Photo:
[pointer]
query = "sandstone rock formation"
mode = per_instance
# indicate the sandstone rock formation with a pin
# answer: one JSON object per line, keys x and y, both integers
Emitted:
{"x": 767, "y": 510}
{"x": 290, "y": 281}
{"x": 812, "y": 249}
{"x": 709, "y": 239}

* **Directions for this task**: Write out the items again, changing every "sandstone" to "granite" and leaving everything else as it is.

* **Response below**:
Photo:
[pointer]
query = "granite rock formation"
mode = per_instance
# indicate the granite rock formation with a pin
# answer: one JSON object per line, keys x and y, both integers
Emitted:
{"x": 767, "y": 510}
{"x": 290, "y": 281}
{"x": 812, "y": 249}
{"x": 709, "y": 239}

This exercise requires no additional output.